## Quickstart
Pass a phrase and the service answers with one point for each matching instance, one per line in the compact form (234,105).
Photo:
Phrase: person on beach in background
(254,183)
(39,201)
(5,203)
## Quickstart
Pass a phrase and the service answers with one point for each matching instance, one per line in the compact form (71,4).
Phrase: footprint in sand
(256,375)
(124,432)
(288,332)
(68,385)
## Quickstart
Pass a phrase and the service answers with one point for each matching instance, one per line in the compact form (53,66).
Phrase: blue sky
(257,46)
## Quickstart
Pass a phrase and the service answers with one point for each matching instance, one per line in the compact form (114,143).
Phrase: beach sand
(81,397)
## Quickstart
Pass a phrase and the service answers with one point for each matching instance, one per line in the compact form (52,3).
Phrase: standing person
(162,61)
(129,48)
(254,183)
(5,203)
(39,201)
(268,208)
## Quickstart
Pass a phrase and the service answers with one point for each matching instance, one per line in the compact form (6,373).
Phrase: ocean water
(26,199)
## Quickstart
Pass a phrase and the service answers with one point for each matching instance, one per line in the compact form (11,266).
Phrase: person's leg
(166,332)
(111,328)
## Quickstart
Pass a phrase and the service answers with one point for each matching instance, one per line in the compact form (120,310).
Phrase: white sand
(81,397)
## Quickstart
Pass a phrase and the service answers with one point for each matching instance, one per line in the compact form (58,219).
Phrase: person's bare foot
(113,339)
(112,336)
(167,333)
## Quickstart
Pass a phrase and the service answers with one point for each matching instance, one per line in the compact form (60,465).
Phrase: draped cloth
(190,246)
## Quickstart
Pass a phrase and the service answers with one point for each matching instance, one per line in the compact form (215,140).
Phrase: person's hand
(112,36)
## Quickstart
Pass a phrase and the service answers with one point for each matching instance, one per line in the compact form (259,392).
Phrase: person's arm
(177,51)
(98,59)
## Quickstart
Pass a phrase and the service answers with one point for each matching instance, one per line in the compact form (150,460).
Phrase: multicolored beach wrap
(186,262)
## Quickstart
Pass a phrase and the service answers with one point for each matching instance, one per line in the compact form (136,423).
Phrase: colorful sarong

+ + + + +

Given instruction: Transcribe every entry exactly.

Solved problem:
## Quickstart
Pass a phrase and the service answers with one point for each matching instance, one per line in the compact form (234,105).
Photo:
Phrase: person on beach in background
(254,183)
(39,201)
(5,203)
## Quickstart
Pass a phrase and the service answers with one point for each matching instance, one per line in the compact form (71,4).
Phrase: footprint in sand
(256,375)
(124,432)
(288,332)
(68,385)
## Quickstart
Pass a phrase and the service answers with one point for each matching instance, one per line in the compact form (53,66).
Phrase: blue sky
(257,46)
## Quickstart
Pass a phrase and the service answers with one point for each matching instance, one per line in the compact form (114,143).
Phrase: beach sand
(81,397)
## Quickstart
Pass a phrase and the service answers with one point for each matching instance, one per line in the compact form (52,3).
Phrase: standing person
(162,61)
(129,48)
(254,183)
(5,203)
(39,201)
(268,208)
## Quickstart
Pass a phrase and the service answers with one point for each matching instance, one per line in the compact form (6,373).
Phrase: ocean water
(26,199)
## Quickstart
Pass a phrase and the service answers with one point for each matching instance, one per line in the compact form (11,266).
Phrase: person's leg
(166,332)
(111,328)
## Quickstart
Pass a phrase and the service answers with one point for each matching instance, one per line in the compact form (120,310).
Phrase: white sand
(81,397)
## Quickstart
Pass a phrase and the service answers with one point for each matching instance, one per line in the compact form (58,219).
Phrase: person's bare foot
(113,339)
(112,336)
(167,333)
## Quickstart
Pass a phrase and the service answers with one point for each matching instance, one per line in the compact form (60,465).
Phrase: draped cloth
(190,246)
## Quickstart
Pass a phrase and the service answers with one point for each matching instance, one per line in the compact form (215,140).
Phrase: person's hand
(112,36)
## Quickstart
Pass a phrase and the service answers with one point for each matching instance, one per line in the compact form (259,392).
Phrase: person's arm
(177,51)
(98,59)
## Quickstart
Pass a phrase and the service answers with one point for each matching instance, one per line in the compact form (150,460).
Phrase: multicolored beach wrap
(186,262)
## Quickstart
Pass a phrase and the service answers with one point for each matching instance, one per line in the compact form (136,423).
Phrase: colorful sarong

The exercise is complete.